§ **Task objective**:
Echo the lines of the records exactly, from the line containing "Return an outline for every instance of the tree" through the line containing "M569 121L594 121L594", both included, and nothing else.

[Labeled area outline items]

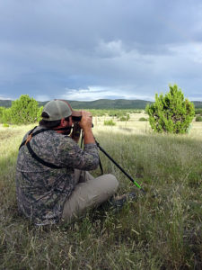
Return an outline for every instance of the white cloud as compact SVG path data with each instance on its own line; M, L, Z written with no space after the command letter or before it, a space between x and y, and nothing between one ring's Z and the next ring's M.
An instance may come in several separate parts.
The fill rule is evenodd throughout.
M136 86L133 86L135 89ZM128 91L130 89L130 91ZM150 95L141 95L136 89L131 91L132 86L91 86L85 89L68 89L66 93L60 95L60 98L66 100L76 101L94 101L98 99L141 99L141 100L154 100Z

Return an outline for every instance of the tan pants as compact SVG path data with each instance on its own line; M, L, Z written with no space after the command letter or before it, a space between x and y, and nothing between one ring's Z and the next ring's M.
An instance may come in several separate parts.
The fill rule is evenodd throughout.
M94 178L88 172L75 170L75 189L66 202L62 220L71 222L87 210L101 205L117 191L119 183L112 175L103 175Z

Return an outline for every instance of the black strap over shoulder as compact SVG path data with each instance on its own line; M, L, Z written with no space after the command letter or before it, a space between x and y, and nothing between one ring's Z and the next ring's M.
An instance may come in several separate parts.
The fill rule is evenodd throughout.
M31 136L31 138L32 138L32 137L36 136L36 135L39 134L39 133L41 133L41 132L44 132L44 131L48 131L48 130L50 130L50 129L41 129L41 130L38 130L38 131L36 131L36 132L33 132L33 130L34 130L35 129L36 129L36 127L29 132L28 137L29 137L29 136ZM33 133L32 133L32 132L33 132ZM47 161L43 160L42 158L40 158L39 156L37 156L37 154L33 151L33 149L32 149L31 147L30 140L25 140L24 141L22 141L22 144L21 144L21 146L20 146L20 148L19 148L19 150L20 150L20 148L21 148L23 145L26 145L26 146L27 146L28 150L29 150L31 156L33 158L35 158L37 161L39 161L40 163L41 163L41 164L43 164L44 166L48 166L48 167L50 167L50 168L55 168L55 169L62 168L62 166L57 166L57 165L55 165L55 164L47 162Z

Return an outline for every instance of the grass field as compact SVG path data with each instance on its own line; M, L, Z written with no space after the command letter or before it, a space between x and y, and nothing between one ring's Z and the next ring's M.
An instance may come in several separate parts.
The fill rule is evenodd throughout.
M93 132L146 194L101 153L119 194L136 191L136 201L48 229L31 226L16 206L18 147L33 125L0 127L0 269L202 269L202 123L187 135L158 135L142 116L114 118L115 126L95 117Z

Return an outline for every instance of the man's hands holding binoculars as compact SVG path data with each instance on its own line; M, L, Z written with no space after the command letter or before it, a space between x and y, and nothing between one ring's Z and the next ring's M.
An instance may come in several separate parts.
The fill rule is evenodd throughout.
M83 133L92 132L92 117L90 112L82 111L82 116L79 118L73 117L73 131L71 134L72 139L78 142L81 130L83 130Z

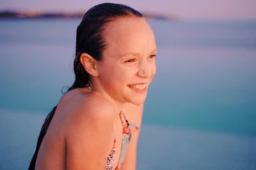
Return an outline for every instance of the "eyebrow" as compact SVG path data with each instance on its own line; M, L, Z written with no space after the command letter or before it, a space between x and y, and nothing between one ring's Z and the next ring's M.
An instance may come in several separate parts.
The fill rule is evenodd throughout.
M156 53L156 49L154 49L152 52L149 53ZM124 57L128 55L137 55L137 56L140 56L140 53L136 53L136 52L128 52L125 54L122 55L120 56L120 57Z

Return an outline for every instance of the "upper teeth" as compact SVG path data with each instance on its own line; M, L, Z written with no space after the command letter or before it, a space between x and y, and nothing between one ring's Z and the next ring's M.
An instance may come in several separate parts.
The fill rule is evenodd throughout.
M145 88L146 88L147 84L144 85L132 85L131 87L133 90L143 90Z

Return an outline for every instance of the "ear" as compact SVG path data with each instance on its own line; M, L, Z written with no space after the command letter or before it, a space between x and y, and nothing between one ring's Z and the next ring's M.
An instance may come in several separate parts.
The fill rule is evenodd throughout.
M93 57L86 53L82 53L80 56L80 62L84 66L84 69L93 76L98 76L99 73L97 69L96 62Z

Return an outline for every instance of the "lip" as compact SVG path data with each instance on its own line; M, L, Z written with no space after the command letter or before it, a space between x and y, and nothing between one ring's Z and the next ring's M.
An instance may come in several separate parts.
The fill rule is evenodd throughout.
M133 86L136 85L145 85L145 88L143 89L134 89L134 88L132 88ZM134 83L134 84L130 84L127 85L132 91L138 93L138 94L143 94L147 92L148 85L147 82L143 82L143 83Z

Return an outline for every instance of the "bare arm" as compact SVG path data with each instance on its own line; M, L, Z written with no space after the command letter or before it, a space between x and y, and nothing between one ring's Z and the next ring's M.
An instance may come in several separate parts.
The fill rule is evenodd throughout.
M81 106L74 113L68 123L67 169L104 169L108 148L113 140L115 110L105 101L100 101L100 107L90 103L92 101L86 101L89 106Z
M126 113L127 119L130 123L135 123L139 127L141 125L143 104L138 106L132 104L125 105L124 111ZM131 143L127 148L127 151L123 164L122 170L136 169L137 143L140 132L134 129Z

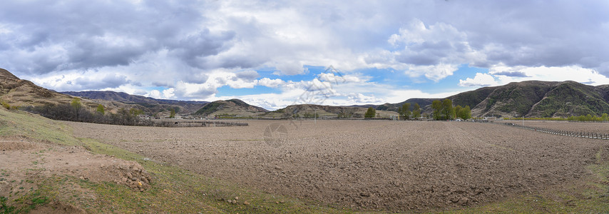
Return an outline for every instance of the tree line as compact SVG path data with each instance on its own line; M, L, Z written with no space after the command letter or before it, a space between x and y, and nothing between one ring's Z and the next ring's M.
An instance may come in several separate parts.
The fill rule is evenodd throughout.
M30 106L22 109L40 114L48 118L59 121L123 126L153 126L158 125L150 120L140 119L139 115L143 113L142 110L121 108L116 113L106 113L103 106L99 104L95 111L91 111L83 107L81 99L78 98L73 98L69 104L47 104L43 106Z
M471 109L469 106L461 107L459 105L453 106L453 101L450 99L444 101L434 101L431 102L433 116L434 120L455 120L461 118L467 120L471 118Z
M569 121L594 121L594 122L603 122L603 121L609 121L609 115L606 113L603 113L600 117L598 117L596 116L591 116L589 113L588 115L578 116L570 116L568 118Z

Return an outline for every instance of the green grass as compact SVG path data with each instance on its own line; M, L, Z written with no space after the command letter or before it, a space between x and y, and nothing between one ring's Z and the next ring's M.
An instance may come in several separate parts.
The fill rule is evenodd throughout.
M95 140L82 138L81 141L93 153L113 155L119 158L140 163L153 178L152 188L143 193L132 191L124 185L109 183L81 183L86 188L94 190L102 203L91 211L106 213L110 211L105 210L106 208L113 208L112 210L117 213L352 213L330 208L318 202L265 193L162 163L145 160L144 157L138 154ZM228 202L235 197L238 197L237 203ZM134 202L137 205L133 205ZM245 202L248 205L244 204Z

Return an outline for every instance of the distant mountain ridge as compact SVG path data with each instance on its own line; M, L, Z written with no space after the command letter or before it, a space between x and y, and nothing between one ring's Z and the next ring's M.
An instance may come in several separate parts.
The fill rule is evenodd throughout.
M20 79L0 68L0 99L12 106L29 106L68 103L72 97Z
M291 105L285 108L273 111L265 114L265 118L313 118L317 113L319 118L364 118L368 107L366 106L333 106L313 104ZM377 111L377 113L383 118L397 116L394 111Z
M166 109L177 106L181 109L180 112L180 113L192 113L210 103L208 101L157 99L143 96L131 95L124 92L115 92L111 91L63 91L61 93L73 96L85 97L90 99L118 101L129 104L138 104L146 108L155 109L159 108L155 107ZM172 107L173 106L175 106Z
M237 117L254 117L268 111L262 107L247 104L240 99L230 99L216 101L208 103L193 115L203 116L227 115Z
M376 106L377 110L396 111L404 103L417 103L430 113L434 100L450 99L469 106L473 116L568 117L609 113L609 85L593 86L575 81L527 81L483 87L444 98L411 98L398 103Z

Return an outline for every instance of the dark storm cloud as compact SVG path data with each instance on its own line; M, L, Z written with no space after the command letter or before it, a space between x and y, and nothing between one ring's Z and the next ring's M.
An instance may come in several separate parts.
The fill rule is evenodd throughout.
M245 80L254 80L260 77L260 75L258 74L258 72L256 71L241 71L236 73L237 78L242 78Z
M118 70L188 97L222 86L177 83L208 83L217 71L302 74L304 65L437 79L462 64L607 76L608 11L608 1L4 1L0 67L29 77Z
M0 27L10 32L0 34L1 46L8 46L0 51L0 63L20 73L128 66L163 49L195 65L197 57L218 54L234 36L202 27L205 18L198 8L204 4L197 1L2 4Z
M117 88L128 83L130 83L130 81L128 80L126 76L116 74L108 74L101 79L79 77L72 82L72 83L80 86L83 89L92 90Z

§ **Task answer**:
Return an outline for every instance of the tree line as compact SVG path data with each instance on its own line; M, L, Z written with no space after the command letter or before it, a space between x and y, and nothing between one ring's Z and the next ring's M.
An instance may come in several separate parts.
The fill rule is evenodd throughout.
M30 106L22 109L40 114L48 118L59 121L123 126L153 126L158 125L150 120L140 119L139 115L143 113L142 110L121 108L116 113L106 113L103 106L99 104L95 111L91 111L83 107L81 99L78 98L73 98L69 104L47 104L43 106Z
M471 109L469 106L461 107L459 105L453 106L453 101L450 99L444 101L434 101L431 102L433 116L434 120L455 120L461 118L467 120L471 118Z
M569 121L594 121L594 122L603 122L603 121L609 121L609 115L606 113L603 113L600 117L598 117L596 116L591 116L589 113L588 115L578 116L570 116L568 118Z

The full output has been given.